## Passage to read
* * * * * * *

# converting sigvald the magnificent



## officer kerky (Jun 12, 2008)

hi. 
as the topic says i am going to convert sigvald the magnificant. but first thing i have to buy him which i will in a couple of days.

but the conversion will be to an imperial daemon hunter inquisitor. 
what are your thoughts on this. is he any good of a model???

i have the skills to do it. just never fully converted a metal model before. what are some tips.


----------



## HorusReborn (Nov 19, 2008)

Well I don't know how good Sigvald would turn out to be a deamon hunter, but that's just how I see him, maybe you see something different... should be interesting to see how you do it... however, the figure is great! Detail is fantastic and is just screaming for some nice painting! One thing I suggest is getting a set of diamond files, they will make clean up a snap after using a bone saw or whatever. Tips are hard to give since I have no idea how you are planning to do the conversion... I don't know if you can get Gale Force 9 over in the UK, but I payed 13 bucks for a set of 5 or 6 of the diamond files... a great buy!


----------



## officer kerky (Jun 12, 2008)

.o.k i have some modeling files but will go out and buy some great modeling files.

* * * * * * *

## Records
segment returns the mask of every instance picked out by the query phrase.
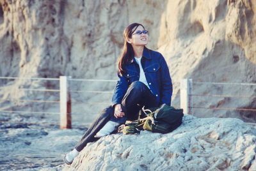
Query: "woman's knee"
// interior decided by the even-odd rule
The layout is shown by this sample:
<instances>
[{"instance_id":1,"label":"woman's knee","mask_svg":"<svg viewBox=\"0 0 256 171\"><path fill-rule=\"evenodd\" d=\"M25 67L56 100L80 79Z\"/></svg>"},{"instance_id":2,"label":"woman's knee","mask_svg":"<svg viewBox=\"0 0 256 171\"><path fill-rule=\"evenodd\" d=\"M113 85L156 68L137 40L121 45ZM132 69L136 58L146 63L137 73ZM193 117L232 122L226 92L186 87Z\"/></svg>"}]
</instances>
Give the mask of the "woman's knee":
<instances>
[{"instance_id":1,"label":"woman's knee","mask_svg":"<svg viewBox=\"0 0 256 171\"><path fill-rule=\"evenodd\" d=\"M144 83L143 83L142 82L140 81L134 81L131 84L131 86L133 88L138 88L138 89L141 89L141 88L143 88L145 86L147 86L146 85L145 85Z\"/></svg>"}]
</instances>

* * * * * * *

## Written request 1
Name every tool mentioned in the forum thread about converting Sigvald the Magnificent.
## Written request 2
According to the Sigvald conversion thread, how much did HorusReborn pay for the set of diamond files?
## Written request 3
Transcribe the passage of the Sigvald conversion thread that begins at the words "as the topic" and stops after "of a model???".

## Full output 1
Diamond files, a bone saw, and modeling files.

## Full output 2
13 bucks, for a set of 5 or 6 files.

## Full output 3
as the topic says i am going to convert sigvald the magnificant. but first thing i have to buy him which i will in a couple of days.

but the conversion will be to an imperial daemon hunter inquisitor. 
what are your thoughts on this. is he any good of a model???